▶ _Request_
Convert the lines of the records, starting at the line containing "Exercise. Point to the shirt" and ending at the last line of the records, into a Markdown table with the columns Row and Record line. Number each row and leave out any blank lines.

Excerpts from location labeling data
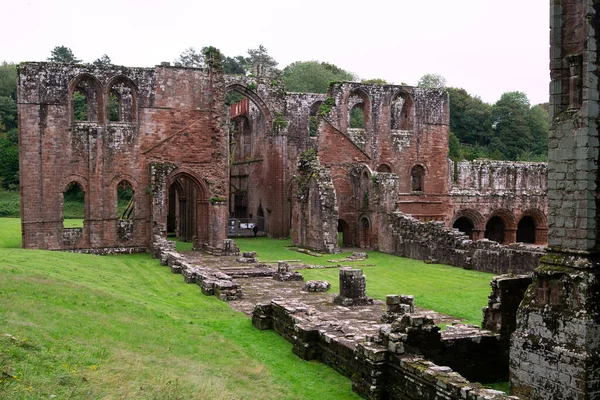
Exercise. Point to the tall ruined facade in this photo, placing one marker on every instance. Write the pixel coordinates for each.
(555, 352)
(194, 161)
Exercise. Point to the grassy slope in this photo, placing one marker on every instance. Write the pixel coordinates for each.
(449, 290)
(84, 326)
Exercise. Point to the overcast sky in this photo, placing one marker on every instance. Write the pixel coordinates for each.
(487, 47)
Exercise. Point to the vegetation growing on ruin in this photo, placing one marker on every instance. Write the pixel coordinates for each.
(83, 326)
(445, 289)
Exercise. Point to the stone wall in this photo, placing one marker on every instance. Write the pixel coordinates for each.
(405, 236)
(510, 191)
(393, 364)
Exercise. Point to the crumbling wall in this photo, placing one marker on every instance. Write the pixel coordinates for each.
(511, 191)
(315, 216)
(166, 115)
(405, 236)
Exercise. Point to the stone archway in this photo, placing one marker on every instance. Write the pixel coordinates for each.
(188, 208)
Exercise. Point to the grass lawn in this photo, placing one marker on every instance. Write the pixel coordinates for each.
(449, 290)
(89, 327)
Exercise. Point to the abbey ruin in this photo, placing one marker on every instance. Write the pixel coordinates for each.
(202, 169)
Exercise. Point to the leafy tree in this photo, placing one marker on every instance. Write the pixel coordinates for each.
(104, 60)
(470, 118)
(375, 81)
(191, 58)
(261, 63)
(312, 76)
(432, 81)
(62, 54)
(512, 134)
(9, 154)
(537, 119)
(238, 65)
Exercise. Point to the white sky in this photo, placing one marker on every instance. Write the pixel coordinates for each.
(487, 47)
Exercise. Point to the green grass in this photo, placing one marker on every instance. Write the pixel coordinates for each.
(449, 290)
(10, 203)
(84, 326)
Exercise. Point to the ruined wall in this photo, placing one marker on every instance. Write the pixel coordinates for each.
(405, 236)
(167, 115)
(555, 351)
(511, 191)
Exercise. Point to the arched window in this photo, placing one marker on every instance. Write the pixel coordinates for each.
(122, 100)
(125, 203)
(401, 112)
(313, 120)
(86, 99)
(384, 168)
(494, 229)
(357, 116)
(417, 178)
(526, 230)
(464, 225)
(73, 206)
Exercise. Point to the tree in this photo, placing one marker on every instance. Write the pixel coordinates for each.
(432, 81)
(9, 154)
(470, 118)
(238, 65)
(104, 60)
(312, 76)
(62, 54)
(261, 63)
(190, 58)
(537, 119)
(511, 131)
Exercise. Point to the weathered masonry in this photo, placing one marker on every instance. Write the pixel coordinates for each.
(555, 351)
(318, 164)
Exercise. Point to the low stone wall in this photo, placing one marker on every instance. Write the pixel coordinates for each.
(392, 364)
(405, 236)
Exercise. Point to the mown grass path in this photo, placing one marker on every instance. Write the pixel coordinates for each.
(78, 326)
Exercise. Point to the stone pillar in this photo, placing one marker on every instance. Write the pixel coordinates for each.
(555, 350)
(353, 288)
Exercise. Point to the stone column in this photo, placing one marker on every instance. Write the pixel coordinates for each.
(555, 351)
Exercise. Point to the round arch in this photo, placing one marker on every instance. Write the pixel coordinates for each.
(91, 88)
(256, 99)
(501, 227)
(190, 214)
(128, 109)
(532, 227)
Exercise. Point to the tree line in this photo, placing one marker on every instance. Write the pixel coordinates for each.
(510, 129)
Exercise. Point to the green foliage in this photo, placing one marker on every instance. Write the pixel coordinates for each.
(10, 204)
(238, 65)
(325, 107)
(375, 81)
(448, 290)
(190, 58)
(432, 81)
(261, 63)
(313, 126)
(79, 328)
(104, 60)
(511, 133)
(63, 54)
(312, 76)
(212, 57)
(357, 117)
(79, 106)
(453, 147)
(9, 156)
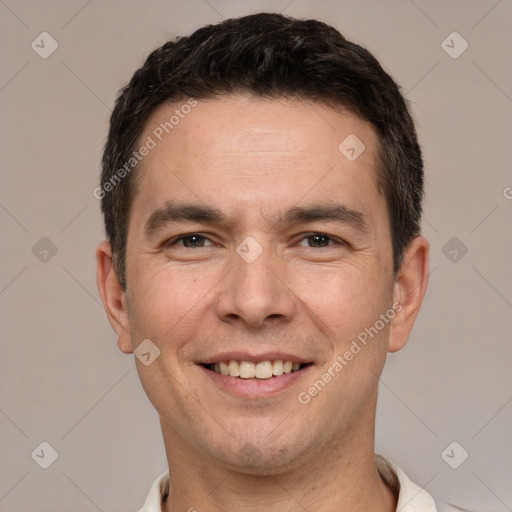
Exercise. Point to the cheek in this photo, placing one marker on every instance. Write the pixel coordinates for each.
(343, 301)
(168, 301)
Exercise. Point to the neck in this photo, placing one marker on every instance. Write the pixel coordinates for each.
(342, 476)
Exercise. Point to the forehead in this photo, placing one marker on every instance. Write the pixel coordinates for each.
(260, 151)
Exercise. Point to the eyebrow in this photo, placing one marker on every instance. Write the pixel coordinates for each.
(327, 212)
(182, 213)
(172, 212)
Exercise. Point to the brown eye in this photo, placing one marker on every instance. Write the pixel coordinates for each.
(318, 240)
(193, 240)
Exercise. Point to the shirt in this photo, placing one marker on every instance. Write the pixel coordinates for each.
(411, 498)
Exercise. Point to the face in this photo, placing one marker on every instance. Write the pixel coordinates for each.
(256, 245)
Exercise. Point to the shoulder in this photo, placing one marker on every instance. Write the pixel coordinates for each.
(158, 492)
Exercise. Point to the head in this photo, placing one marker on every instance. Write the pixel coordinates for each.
(288, 158)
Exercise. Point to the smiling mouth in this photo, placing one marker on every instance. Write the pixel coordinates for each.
(260, 370)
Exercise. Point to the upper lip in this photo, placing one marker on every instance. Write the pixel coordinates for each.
(254, 358)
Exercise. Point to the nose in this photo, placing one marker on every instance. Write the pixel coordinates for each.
(255, 292)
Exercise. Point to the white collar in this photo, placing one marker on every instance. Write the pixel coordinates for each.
(411, 498)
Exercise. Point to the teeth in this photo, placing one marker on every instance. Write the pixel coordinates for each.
(247, 370)
(260, 370)
(264, 370)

▶ _Complete output_
| Row | Record line |
|---|---|
| 1 | Exercise. Point to the shirt in this photo, placing one marker on every instance. Write the pixel coordinates for each. |
| 2 | (411, 498) |
| 3 | Exercise. Point to the face in this photo, placing one marker on every instance. Write the pixel coordinates for each. |
| 4 | (256, 245) |
| 5 | Exercise. Point to the shoulder in this photo, placing one marker on every instance. Write the pixel coordinates for each. |
| 6 | (158, 492) |
| 7 | Exercise. Point to the head in this photo, placing one marker on every instance. Write the pixel coordinates for each. |
| 8 | (288, 158) |
| 9 | Exercise. Point to the smiling mouth in this photo, placing one marker on every instance. Write the pixel coordinates for each. |
| 10 | (260, 370) |
| 11 | Exercise. Point to the upper lip in this photo, placing one marker on every instance. Write the pixel coordinates for each. |
| 12 | (254, 358) |
| 13 | Exercise. Point to the nose in this photo, placing one marker on every instance. Write the pixel coordinates for each. |
| 14 | (255, 292) |
| 15 | Exercise. Point to the white collar in this photo, placing one marker on every instance. Write the pixel coordinates for each. |
| 16 | (411, 498) |
| 17 | Exercise. Point to the teeth in this photo, placing one marker on every instance. Write the pixel coordinates for each. |
| 18 | (247, 370) |
| 19 | (260, 370) |
| 20 | (264, 370) |